• [Challenge]:
Please repeat all of the lines that follow, exactly as written.

• [Records to process]:
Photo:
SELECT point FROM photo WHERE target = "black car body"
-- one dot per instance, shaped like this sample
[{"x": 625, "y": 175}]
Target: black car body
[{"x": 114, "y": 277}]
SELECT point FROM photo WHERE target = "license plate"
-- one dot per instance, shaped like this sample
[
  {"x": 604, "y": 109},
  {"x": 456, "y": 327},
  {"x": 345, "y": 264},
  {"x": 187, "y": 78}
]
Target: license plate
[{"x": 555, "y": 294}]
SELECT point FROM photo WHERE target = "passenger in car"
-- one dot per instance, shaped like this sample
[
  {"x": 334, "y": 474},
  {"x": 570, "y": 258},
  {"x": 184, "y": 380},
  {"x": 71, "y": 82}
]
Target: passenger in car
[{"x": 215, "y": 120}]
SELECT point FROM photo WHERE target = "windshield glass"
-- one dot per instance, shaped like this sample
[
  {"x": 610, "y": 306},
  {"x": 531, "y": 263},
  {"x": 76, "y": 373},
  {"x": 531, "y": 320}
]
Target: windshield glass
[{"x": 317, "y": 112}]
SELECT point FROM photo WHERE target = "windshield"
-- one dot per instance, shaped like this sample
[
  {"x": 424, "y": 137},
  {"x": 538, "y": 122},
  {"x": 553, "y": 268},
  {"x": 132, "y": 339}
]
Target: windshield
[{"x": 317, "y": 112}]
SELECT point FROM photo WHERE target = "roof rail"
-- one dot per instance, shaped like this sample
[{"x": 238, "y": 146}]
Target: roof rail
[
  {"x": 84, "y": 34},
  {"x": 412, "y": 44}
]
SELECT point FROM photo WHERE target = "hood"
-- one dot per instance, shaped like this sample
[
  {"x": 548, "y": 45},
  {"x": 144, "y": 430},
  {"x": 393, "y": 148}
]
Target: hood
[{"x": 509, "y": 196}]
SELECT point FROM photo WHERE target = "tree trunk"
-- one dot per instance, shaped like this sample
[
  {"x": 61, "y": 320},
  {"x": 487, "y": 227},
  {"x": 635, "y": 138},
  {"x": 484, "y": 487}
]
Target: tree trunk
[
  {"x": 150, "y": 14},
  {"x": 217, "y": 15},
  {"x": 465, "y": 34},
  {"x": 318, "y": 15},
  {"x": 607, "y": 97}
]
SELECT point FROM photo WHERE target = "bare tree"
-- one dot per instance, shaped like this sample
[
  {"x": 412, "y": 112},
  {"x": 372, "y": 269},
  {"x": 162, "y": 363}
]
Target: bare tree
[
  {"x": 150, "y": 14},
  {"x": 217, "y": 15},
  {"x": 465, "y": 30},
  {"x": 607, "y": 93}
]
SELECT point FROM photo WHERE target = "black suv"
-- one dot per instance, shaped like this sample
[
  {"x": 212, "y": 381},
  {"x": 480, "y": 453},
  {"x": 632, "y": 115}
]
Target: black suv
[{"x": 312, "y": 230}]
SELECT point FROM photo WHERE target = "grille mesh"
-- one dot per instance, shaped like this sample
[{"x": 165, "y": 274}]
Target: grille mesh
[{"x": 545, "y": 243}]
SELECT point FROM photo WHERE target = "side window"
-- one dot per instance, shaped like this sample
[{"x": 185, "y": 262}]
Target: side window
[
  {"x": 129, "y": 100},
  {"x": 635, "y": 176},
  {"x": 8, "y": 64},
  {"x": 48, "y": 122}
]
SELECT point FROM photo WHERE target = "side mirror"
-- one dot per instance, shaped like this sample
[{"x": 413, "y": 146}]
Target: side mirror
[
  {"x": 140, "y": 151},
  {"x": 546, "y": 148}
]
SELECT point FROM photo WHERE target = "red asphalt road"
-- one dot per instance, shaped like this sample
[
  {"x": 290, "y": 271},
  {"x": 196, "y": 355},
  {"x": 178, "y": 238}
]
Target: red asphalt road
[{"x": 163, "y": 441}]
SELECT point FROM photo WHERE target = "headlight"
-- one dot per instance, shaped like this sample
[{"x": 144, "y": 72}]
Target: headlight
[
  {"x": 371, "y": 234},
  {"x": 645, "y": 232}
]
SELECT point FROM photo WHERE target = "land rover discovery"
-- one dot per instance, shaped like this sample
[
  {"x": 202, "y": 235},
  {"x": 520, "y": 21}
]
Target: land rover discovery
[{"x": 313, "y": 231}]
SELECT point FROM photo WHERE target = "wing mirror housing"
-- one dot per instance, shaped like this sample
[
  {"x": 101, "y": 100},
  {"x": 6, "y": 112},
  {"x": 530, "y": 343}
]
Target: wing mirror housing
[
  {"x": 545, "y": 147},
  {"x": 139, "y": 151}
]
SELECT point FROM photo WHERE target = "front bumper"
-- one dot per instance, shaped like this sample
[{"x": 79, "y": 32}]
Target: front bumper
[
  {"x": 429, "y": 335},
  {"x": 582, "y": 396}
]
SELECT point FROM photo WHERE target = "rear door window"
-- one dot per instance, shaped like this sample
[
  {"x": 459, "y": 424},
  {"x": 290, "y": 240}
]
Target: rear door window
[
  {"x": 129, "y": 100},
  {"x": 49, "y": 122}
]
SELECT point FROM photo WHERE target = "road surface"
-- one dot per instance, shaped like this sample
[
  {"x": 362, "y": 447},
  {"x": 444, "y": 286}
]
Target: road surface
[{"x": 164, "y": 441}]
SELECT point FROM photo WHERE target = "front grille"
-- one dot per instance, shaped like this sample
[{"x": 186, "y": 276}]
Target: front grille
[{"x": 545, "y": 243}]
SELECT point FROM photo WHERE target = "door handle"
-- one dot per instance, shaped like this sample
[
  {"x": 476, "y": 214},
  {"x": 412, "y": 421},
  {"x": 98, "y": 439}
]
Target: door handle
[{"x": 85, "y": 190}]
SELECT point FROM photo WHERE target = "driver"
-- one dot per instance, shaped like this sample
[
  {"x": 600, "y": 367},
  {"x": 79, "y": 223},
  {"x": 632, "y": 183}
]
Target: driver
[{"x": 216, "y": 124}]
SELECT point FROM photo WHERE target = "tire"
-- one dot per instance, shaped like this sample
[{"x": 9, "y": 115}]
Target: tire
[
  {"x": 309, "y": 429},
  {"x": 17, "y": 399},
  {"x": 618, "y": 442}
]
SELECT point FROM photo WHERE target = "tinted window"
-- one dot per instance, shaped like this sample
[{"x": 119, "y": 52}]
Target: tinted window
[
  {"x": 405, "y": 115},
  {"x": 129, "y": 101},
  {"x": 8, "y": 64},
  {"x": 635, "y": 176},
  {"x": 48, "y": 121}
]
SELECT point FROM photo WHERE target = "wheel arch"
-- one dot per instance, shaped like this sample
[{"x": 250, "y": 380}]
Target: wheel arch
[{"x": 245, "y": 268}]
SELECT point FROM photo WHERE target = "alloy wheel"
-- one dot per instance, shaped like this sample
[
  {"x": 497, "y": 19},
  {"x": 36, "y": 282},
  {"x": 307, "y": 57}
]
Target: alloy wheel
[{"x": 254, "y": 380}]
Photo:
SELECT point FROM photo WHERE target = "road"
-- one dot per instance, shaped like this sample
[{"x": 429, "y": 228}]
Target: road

• [Response]:
Photo:
SELECT point FROM photo WHERE target = "black car body"
-- one dot per instance, shaped like this sample
[{"x": 625, "y": 175}]
Target: black car body
[{"x": 114, "y": 277}]
SELECT point FROM photo WHERE target = "license plate"
-- one dot per instance, shaped like this sample
[
  {"x": 604, "y": 109},
  {"x": 456, "y": 327},
  {"x": 345, "y": 264},
  {"x": 187, "y": 78}
]
Target: license plate
[{"x": 555, "y": 294}]
SELECT point FROM photo WHERE target = "passenger in car"
-- one dot per instance, shaped like this sample
[
  {"x": 334, "y": 474},
  {"x": 570, "y": 258},
  {"x": 184, "y": 380},
  {"x": 71, "y": 82}
]
Target: passenger in car
[{"x": 215, "y": 120}]
SELECT point FROM photo WHERE target = "windshield glass"
-- one dot per instance, shaped like this sample
[
  {"x": 610, "y": 306},
  {"x": 531, "y": 263},
  {"x": 76, "y": 373},
  {"x": 531, "y": 320}
]
Target: windshield glass
[{"x": 317, "y": 112}]
SELECT point FROM photo WHERE target = "windshield"
-- one dot per instance, shaped like this sample
[
  {"x": 424, "y": 137},
  {"x": 538, "y": 122},
  {"x": 553, "y": 268},
  {"x": 132, "y": 339}
]
Target: windshield
[{"x": 317, "y": 112}]
SELECT point FROM photo WHERE target = "roof rail"
-- one dot per instance, shaped like this sample
[{"x": 238, "y": 146}]
Target: roof rail
[
  {"x": 84, "y": 34},
  {"x": 412, "y": 44}
]
SELECT point FROM photo WHERE target = "hood"
-- one dot per instance, shaped like this sample
[
  {"x": 548, "y": 45},
  {"x": 144, "y": 430},
  {"x": 393, "y": 148}
]
Target: hood
[{"x": 509, "y": 196}]
SELECT point FROM photo WHERE target = "tree trunk"
-- one dot per instance, shaped like this sample
[
  {"x": 61, "y": 320},
  {"x": 487, "y": 227},
  {"x": 635, "y": 138},
  {"x": 484, "y": 487}
]
Target: tree trunk
[
  {"x": 150, "y": 14},
  {"x": 217, "y": 15},
  {"x": 465, "y": 34},
  {"x": 318, "y": 15},
  {"x": 607, "y": 97}
]
SELECT point FROM photo WHERE target = "bare tree"
-- one dot per instance, shaped like this sample
[
  {"x": 412, "y": 112},
  {"x": 372, "y": 269},
  {"x": 162, "y": 363}
]
Target: bare tree
[
  {"x": 150, "y": 14},
  {"x": 217, "y": 15},
  {"x": 465, "y": 30},
  {"x": 607, "y": 93}
]
SELECT point FROM photo WHERE target = "black suv"
-- one dot per instance, shaped like this sample
[
  {"x": 212, "y": 381},
  {"x": 480, "y": 453},
  {"x": 632, "y": 115}
]
Target: black suv
[{"x": 312, "y": 230}]
SELECT point FROM photo WHERE target = "grille mesh"
-- one dot per instance, shaped like this sample
[{"x": 165, "y": 274}]
Target: grille mesh
[{"x": 545, "y": 243}]
SELECT point FROM photo WHERE target = "side window"
-- one dot per instance, shaped like this sample
[{"x": 185, "y": 262}]
Target: side window
[
  {"x": 129, "y": 100},
  {"x": 635, "y": 176},
  {"x": 8, "y": 64},
  {"x": 48, "y": 122}
]
SELECT point FROM photo WHERE target = "side mirror"
-- one dot per instance, shaped like this sample
[{"x": 413, "y": 146}]
Target: side mirror
[
  {"x": 140, "y": 151},
  {"x": 546, "y": 148}
]
SELECT point FROM photo WHERE target = "red asphalt road"
-- one dot per instance, shaped like this sample
[
  {"x": 290, "y": 271},
  {"x": 196, "y": 355},
  {"x": 178, "y": 238}
]
Target: red asphalt road
[{"x": 163, "y": 441}]
SELECT point FROM photo WHERE target = "headlight"
-- one dot per instance, shaped like this sample
[{"x": 144, "y": 72}]
Target: headlight
[
  {"x": 371, "y": 234},
  {"x": 645, "y": 232}
]
SELECT point FROM photo WHERE target = "land rover discovery"
-- one dot per instance, shaped like this sample
[
  {"x": 202, "y": 235},
  {"x": 520, "y": 21}
]
Target: land rover discovery
[{"x": 313, "y": 231}]
SELECT point FROM photo WHERE target = "wing mirror housing"
-- one dot per instance, shaped like this sample
[
  {"x": 101, "y": 100},
  {"x": 6, "y": 112},
  {"x": 530, "y": 343}
]
Target: wing mirror housing
[
  {"x": 545, "y": 147},
  {"x": 139, "y": 151}
]
SELECT point FROM photo WHERE target = "front bumper"
-- one dot per instance, shaped like this sample
[{"x": 79, "y": 32}]
Target: front bumper
[
  {"x": 429, "y": 335},
  {"x": 582, "y": 396}
]
SELECT point FROM photo WHERE target = "rear door window"
-- one dot per instance, shaped like this sample
[
  {"x": 459, "y": 424},
  {"x": 290, "y": 240}
]
Target: rear door window
[
  {"x": 129, "y": 100},
  {"x": 49, "y": 122}
]
SELECT point FROM photo WHERE target = "road surface"
-- one dot per instance, shaped like this sample
[
  {"x": 362, "y": 447},
  {"x": 444, "y": 286}
]
Target: road surface
[{"x": 164, "y": 441}]
SELECT point FROM photo WHERE target = "front grille"
-- one dot per instance, shaped like this sample
[{"x": 186, "y": 276}]
Target: front grille
[{"x": 545, "y": 243}]
SELECT point FROM photo WHERE target = "door handle"
-- one dot per instance, shaped like this sample
[
  {"x": 476, "y": 214},
  {"x": 412, "y": 421},
  {"x": 98, "y": 439}
]
Target: door handle
[{"x": 85, "y": 190}]
SELECT point FROM photo WHERE target = "driver"
-- one dot per instance, shaped like this sample
[
  {"x": 600, "y": 367},
  {"x": 79, "y": 223},
  {"x": 632, "y": 183}
]
Target: driver
[{"x": 216, "y": 124}]
SELECT point FROM photo WHERE target = "tire"
-- one dot per instance, shaped like this sample
[{"x": 9, "y": 115}]
Target: tire
[
  {"x": 309, "y": 429},
  {"x": 17, "y": 399},
  {"x": 618, "y": 442}
]
SELECT point FROM photo WHERE target = "tinted window"
-- one dot per instance, shaped like this sample
[{"x": 119, "y": 52}]
Target: tinted window
[
  {"x": 405, "y": 115},
  {"x": 129, "y": 101},
  {"x": 8, "y": 64},
  {"x": 635, "y": 176},
  {"x": 48, "y": 121}
]
SELECT point FROM photo WHERE target = "wheel arch"
-- one dot per instance, shaped like this sample
[{"x": 250, "y": 380}]
Target: wheel arch
[{"x": 245, "y": 268}]
SELECT point FROM photo WHERE target = "alloy wheel"
-- one dot per instance, shaped like this sample
[
  {"x": 497, "y": 19},
  {"x": 36, "y": 282},
  {"x": 307, "y": 57}
]
Target: alloy wheel
[{"x": 254, "y": 380}]
Photo:
SELECT point FROM photo WHERE target = "road"
-- one dot per instance, shaped like this sample
[{"x": 429, "y": 228}]
Target: road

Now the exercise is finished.